Excerpted passage:
Hi everyone, and prof Gordon Smyth

Pls help on how best to view two designs used for limma as below. The objective was to pool higher/secondary-level groups as well as first-level groups of samples within the design to get DGE.

So, with a design and the logCPM mean-variance output i.e. voom() function , Four people used the logic of normal designs and therefore added the 'higher/secondary-level' contrasts as below

ct<-makeContrasts(g2v1=(group2_dead+group2_alive) - (group1_dead+group1_alive),
g2v1dead=group2_dead - group1_dead , g2v1alive=group2_alive - group1_alive, status=(group1_dead+group2dead) - group1dead+group1alive, levels=design)

b<-eBayes( lmFit(data, design),  contrasts=ct))

My question is : Does this approach have any form of interpretation from the resulting DE or it should be discarded completely in favour of division by numbers as below

ct <- makeContrasts(g2v1=(group2_dead+group2_alive)/2 - (group1_dead+group1_alive)/2  ,
g2v1dead=group2_dead - group1_dead ,    g2v1alive=group2_alive - group1_alive, status=(group1_dead+group2dead)/2 - (group1dead+group1alive)/2 ,  levels=design)

b<-eBayes( lmFit(data, design),  contrasts=ct))

When you fit a linear model and make comparisons you are always computing the average for a group, and you make comparisons by calculating differences between those averages. In your first contrast you are computing sums, whereas the second you are computing averages. In other words, in

g2v1=(group2_dead+group2_alive) - (group1_dead+group1_alive)

That is the sum of group 2 minus the sum of group 1, which isn't something you would normally care to know.

g2v1=(group2_dead+group2_alive)/2 - (group1_dead+group1_alive)/2

is the average of group 2 minus the average of group 1, which is a readily interpretable quantity.

Very many thanks for the reply! @ James MacDonald

Indeed it is probably unnecessary to do g2v1=(group2_dead+group2_alive) hence the question about interpretation vis-a-vis the concept of DE. Part of why I asked about interpretability is because there was a 'non-expert' querying me about the input are all sum of log data

I guess you are indicating that such is not interpretable

The two different contrast matrices you give will yield identical lists of DE genes, p-values and FDRs. The only difference will be in the log-fold-changes, which will differ by a factor of 2 for the third contrast. As long as you know what the logFCs mean, both choices lead to the same conclusions, but I would always myself use the mean-mean contrast instead of sum-sum.

Data supplied:

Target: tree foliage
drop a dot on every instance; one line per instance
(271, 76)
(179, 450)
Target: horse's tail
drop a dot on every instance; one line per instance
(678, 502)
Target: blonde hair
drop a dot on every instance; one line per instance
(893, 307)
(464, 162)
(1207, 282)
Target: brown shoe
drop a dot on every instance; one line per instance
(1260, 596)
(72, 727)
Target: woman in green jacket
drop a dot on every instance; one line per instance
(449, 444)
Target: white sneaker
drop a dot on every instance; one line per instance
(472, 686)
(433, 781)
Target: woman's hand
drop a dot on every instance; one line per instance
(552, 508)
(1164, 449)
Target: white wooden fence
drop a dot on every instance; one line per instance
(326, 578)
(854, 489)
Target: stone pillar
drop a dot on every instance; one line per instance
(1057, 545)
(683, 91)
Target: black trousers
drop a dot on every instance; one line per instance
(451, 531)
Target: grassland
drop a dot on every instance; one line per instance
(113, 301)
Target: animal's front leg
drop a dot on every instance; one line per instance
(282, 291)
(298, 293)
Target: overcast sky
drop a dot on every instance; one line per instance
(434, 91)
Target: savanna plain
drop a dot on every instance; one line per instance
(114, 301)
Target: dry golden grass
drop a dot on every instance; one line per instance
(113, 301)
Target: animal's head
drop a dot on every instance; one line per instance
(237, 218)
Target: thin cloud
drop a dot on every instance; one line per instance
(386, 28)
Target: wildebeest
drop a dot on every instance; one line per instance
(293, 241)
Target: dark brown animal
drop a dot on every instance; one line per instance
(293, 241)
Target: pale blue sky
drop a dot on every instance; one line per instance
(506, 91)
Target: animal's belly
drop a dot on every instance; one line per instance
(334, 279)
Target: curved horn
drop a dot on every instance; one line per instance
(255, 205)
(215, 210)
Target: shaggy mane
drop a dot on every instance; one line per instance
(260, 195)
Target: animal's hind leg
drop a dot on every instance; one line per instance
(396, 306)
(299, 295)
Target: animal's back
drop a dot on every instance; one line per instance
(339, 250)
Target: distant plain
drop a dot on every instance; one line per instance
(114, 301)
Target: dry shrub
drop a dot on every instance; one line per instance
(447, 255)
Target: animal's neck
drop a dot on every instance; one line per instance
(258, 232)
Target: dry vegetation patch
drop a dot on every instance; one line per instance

What the exercise asks: From the limma contrasts thread above, repeat word for word the part that opens with the words containing "That is the" and closes with "readily interpretable quantity.".

Output of the task:
That is the sum of group 2 minus the sum of group 1, which isn't something you would normally care to know.

g2v1=(group2_dead+group2_alive)/2 - (group1_dead+group1_alive)/2

is the average of group 2 minus the average of group 1, which is a readily interpretable quantity.